THE EXERCISE:
State how many lines in the items below contain the string "arch", matching case exactly, and reply with only that number.
########
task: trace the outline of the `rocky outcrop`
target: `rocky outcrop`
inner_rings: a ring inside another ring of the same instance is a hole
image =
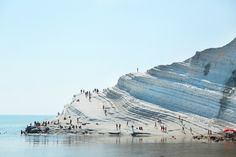
[[[236,123],[236,39],[184,62],[124,75],[116,87],[173,111]]]

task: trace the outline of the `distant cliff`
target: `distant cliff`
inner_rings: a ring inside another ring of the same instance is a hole
[[[116,87],[170,110],[236,123],[236,38],[184,62],[124,75]]]

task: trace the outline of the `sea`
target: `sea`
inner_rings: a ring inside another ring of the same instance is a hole
[[[171,141],[163,137],[34,135],[20,130],[53,116],[0,115],[0,157],[235,157],[232,142]]]

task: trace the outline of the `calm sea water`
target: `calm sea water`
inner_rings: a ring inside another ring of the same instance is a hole
[[[235,157],[233,143],[178,142],[157,137],[21,136],[33,121],[51,116],[0,116],[0,157]]]

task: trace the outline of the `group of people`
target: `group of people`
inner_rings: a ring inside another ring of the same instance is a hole
[[[107,116],[107,109],[105,109],[105,106],[104,106],[104,105],[102,105],[102,109],[103,109],[103,111],[104,111],[105,116]]]

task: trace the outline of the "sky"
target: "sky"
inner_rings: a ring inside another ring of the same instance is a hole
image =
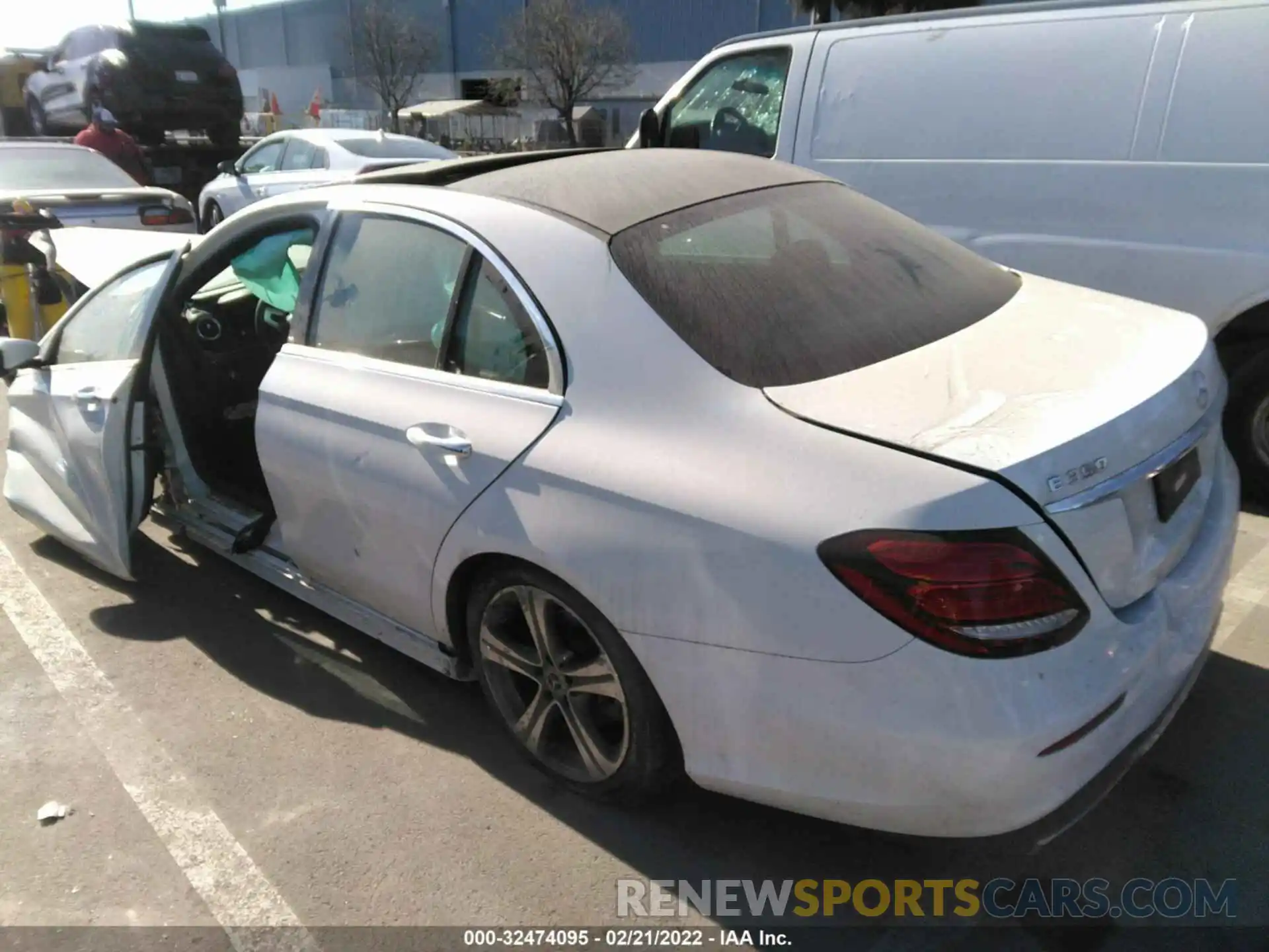
[[[228,0],[228,10],[277,0]],[[4,0],[0,43],[48,47],[76,27],[128,19],[128,0]],[[138,20],[180,20],[216,10],[212,0],[132,0]]]

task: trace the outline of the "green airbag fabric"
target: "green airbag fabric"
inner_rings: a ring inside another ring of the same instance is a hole
[[[299,300],[299,272],[287,253],[312,240],[310,228],[270,235],[233,259],[233,275],[266,305],[291,314]]]

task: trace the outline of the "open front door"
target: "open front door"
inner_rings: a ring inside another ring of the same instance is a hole
[[[148,495],[146,391],[136,383],[183,254],[150,258],[85,296],[42,341],[41,366],[9,386],[5,499],[122,579],[132,578],[131,538]]]

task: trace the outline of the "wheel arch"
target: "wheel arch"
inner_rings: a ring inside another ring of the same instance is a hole
[[[444,633],[449,637],[449,647],[466,671],[471,671],[473,660],[471,646],[467,644],[467,598],[471,595],[471,590],[476,583],[489,572],[511,565],[530,566],[538,571],[549,572],[557,579],[560,578],[549,569],[534,565],[528,559],[520,559],[505,552],[477,552],[476,555],[470,555],[449,575],[449,581],[445,584],[444,617],[438,621],[444,625]],[[566,585],[569,584],[563,579],[560,579],[560,581],[563,581]],[[570,588],[574,586],[570,585]]]
[[[1232,376],[1242,359],[1269,347],[1269,298],[1244,307],[1221,326],[1213,341],[1226,373]]]

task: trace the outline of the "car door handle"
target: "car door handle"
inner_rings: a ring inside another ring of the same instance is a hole
[[[472,453],[472,442],[467,437],[454,435],[452,432],[447,437],[438,437],[434,433],[428,433],[421,425],[415,425],[405,432],[405,438],[410,446],[418,449],[433,447],[454,456],[471,456]]]

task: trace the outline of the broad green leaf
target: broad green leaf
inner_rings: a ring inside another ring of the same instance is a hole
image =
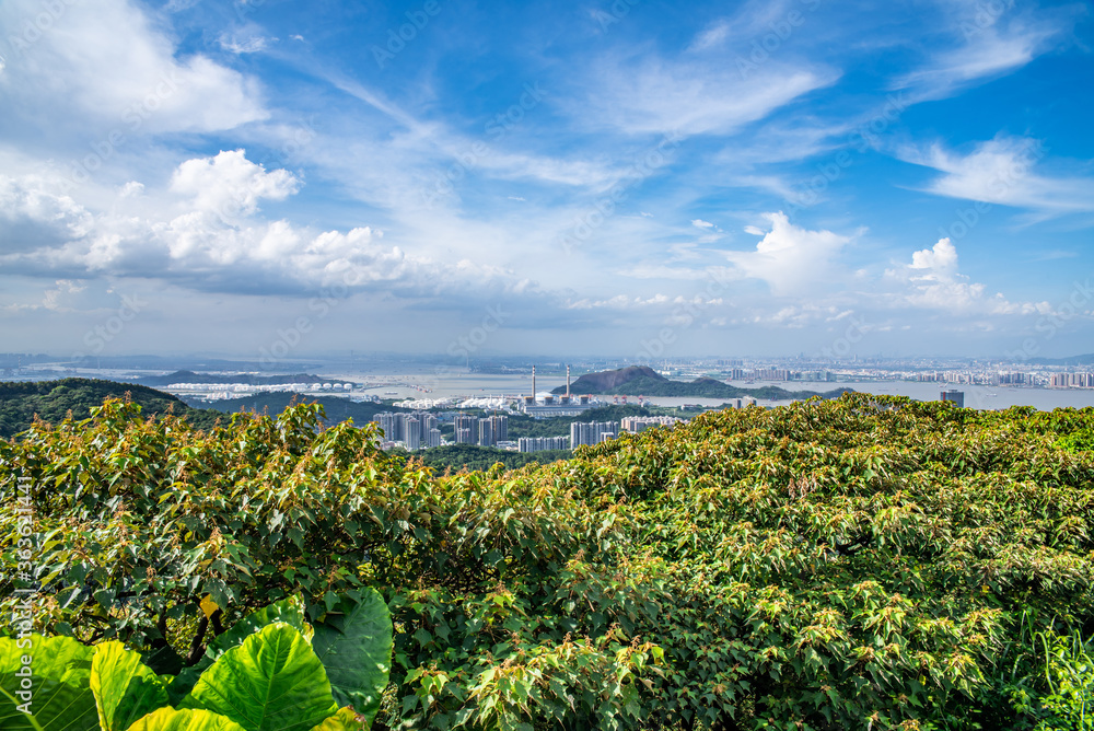
[[[278,622],[222,654],[181,708],[206,708],[247,731],[307,731],[338,705],[312,646]]]
[[[374,589],[363,591],[361,601],[339,597],[335,610],[316,623],[312,645],[335,700],[371,723],[392,668],[392,617],[383,597]]]
[[[126,731],[146,713],[167,705],[167,689],[156,674],[116,640],[95,650],[91,692],[102,731]]]
[[[339,708],[338,712],[319,723],[312,731],[361,731],[366,728],[350,708]]]
[[[304,639],[312,641],[312,626],[304,615],[304,601],[299,595],[288,596],[236,622],[230,629],[219,635],[206,647],[205,654],[191,668],[178,672],[167,687],[171,703],[177,705],[194,688],[201,673],[228,650],[243,645],[243,640],[275,622],[283,622],[295,627]]]
[[[96,731],[95,698],[89,685],[94,651],[71,637],[0,638],[0,729]],[[26,672],[24,657],[31,659],[28,678],[16,675]],[[27,680],[30,688],[24,688]],[[20,695],[26,693],[30,696]]]
[[[230,718],[203,708],[161,708],[140,719],[127,731],[244,731]]]

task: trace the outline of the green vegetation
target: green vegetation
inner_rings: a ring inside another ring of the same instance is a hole
[[[162,651],[25,633],[0,638],[0,721],[11,731],[360,730],[380,709],[391,659],[391,617],[371,589],[336,597],[314,626],[299,596],[264,607],[178,675],[162,673]]]
[[[394,454],[394,452],[393,452]],[[489,469],[501,463],[505,469],[516,469],[528,464],[546,464],[558,460],[569,460],[573,456],[570,450],[547,450],[544,452],[510,452],[496,446],[479,446],[477,444],[449,444],[434,446],[421,452],[399,452],[398,456],[421,460],[421,463],[437,472],[446,469]]]
[[[560,386],[551,393],[558,394],[565,391],[566,387]],[[850,388],[836,388],[819,393],[816,391],[787,391],[779,386],[741,388],[710,378],[699,378],[690,382],[670,381],[645,366],[631,366],[616,371],[589,373],[582,375],[571,386],[571,393],[675,398],[744,398],[752,396],[775,401],[803,401],[813,396],[837,398],[850,391]]]
[[[1094,409],[848,394],[447,476],[321,416],[198,431],[115,401],[0,442],[36,628],[182,677],[221,622],[372,587],[376,728],[1090,728],[1094,453],[1059,444]]]
[[[35,416],[50,423],[59,423],[69,413],[75,419],[86,419],[104,398],[126,397],[139,404],[148,416],[186,416],[196,427],[212,427],[223,416],[199,411],[171,394],[135,383],[94,379],[3,382],[0,383],[0,438],[8,439],[28,429]]]

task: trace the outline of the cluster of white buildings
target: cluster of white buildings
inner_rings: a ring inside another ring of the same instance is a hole
[[[241,398],[261,393],[349,393],[352,383],[172,383],[163,388],[167,393],[201,394],[206,401]]]
[[[403,446],[410,452],[441,445],[437,417],[426,411],[410,414],[377,414],[373,419],[384,430],[382,449]]]
[[[1094,373],[1056,373],[1049,385],[1054,388],[1094,388]]]

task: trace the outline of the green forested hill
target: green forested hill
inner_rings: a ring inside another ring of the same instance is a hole
[[[110,402],[0,441],[35,628],[163,673],[217,649],[209,601],[323,617],[371,587],[374,728],[1090,728],[1094,408],[848,394],[449,475],[318,410],[207,432]]]
[[[74,419],[86,419],[90,409],[103,405],[104,398],[125,398],[140,404],[146,416],[171,411],[185,416],[198,428],[211,427],[223,414],[190,408],[171,394],[136,383],[117,383],[98,379],[61,379],[60,381],[27,381],[0,383],[0,438],[10,438],[34,422],[35,415],[44,421],[58,423],[69,413]]]
[[[607,394],[618,396],[661,396],[676,398],[771,398],[777,401],[806,399],[812,396],[836,398],[851,388],[836,388],[824,393],[817,391],[787,391],[779,386],[742,388],[711,378],[695,381],[671,381],[647,366],[629,366],[615,371],[586,373],[574,381],[570,393]],[[551,393],[561,394],[566,386]]]

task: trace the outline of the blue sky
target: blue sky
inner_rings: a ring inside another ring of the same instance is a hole
[[[1089,352],[1091,11],[4,0],[4,349]]]

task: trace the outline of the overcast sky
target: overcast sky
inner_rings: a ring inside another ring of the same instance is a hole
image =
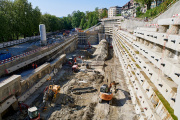
[[[67,16],[73,11],[93,11],[111,6],[122,7],[129,0],[28,0],[33,7],[38,6],[42,14],[49,13],[57,17]]]

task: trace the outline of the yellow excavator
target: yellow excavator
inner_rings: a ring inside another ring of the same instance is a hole
[[[48,103],[50,105],[52,102],[55,102],[57,96],[60,93],[60,85],[49,85],[44,90],[44,97],[43,97],[43,110],[47,110]]]

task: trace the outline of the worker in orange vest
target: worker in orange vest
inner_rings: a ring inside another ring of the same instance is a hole
[[[37,64],[36,64],[36,68],[37,68]]]
[[[34,69],[34,63],[32,64],[32,67],[33,67],[33,69]]]

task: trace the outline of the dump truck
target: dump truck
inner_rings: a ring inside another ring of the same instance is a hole
[[[99,103],[102,101],[109,101],[109,104],[112,105],[113,93],[110,92],[110,88],[107,84],[104,84],[100,87],[100,94],[99,94]]]

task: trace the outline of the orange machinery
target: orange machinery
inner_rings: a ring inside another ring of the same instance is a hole
[[[100,87],[100,94],[99,94],[99,103],[103,100],[109,101],[109,104],[112,105],[113,94],[110,92],[110,88],[108,88],[107,84],[104,84]]]

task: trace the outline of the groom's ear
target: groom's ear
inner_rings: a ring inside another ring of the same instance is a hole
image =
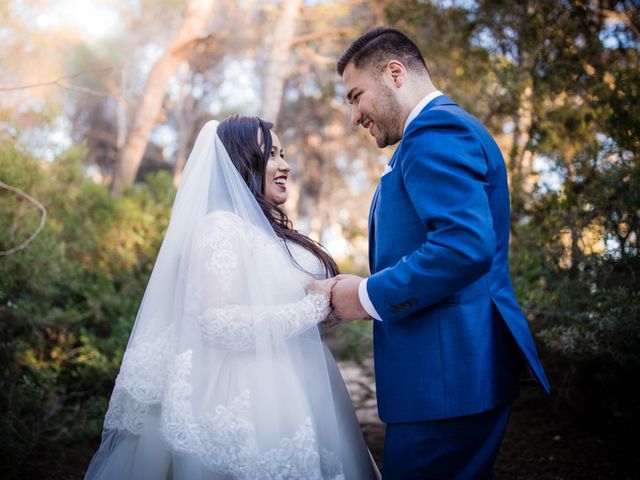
########
RIGHT ANSWER:
2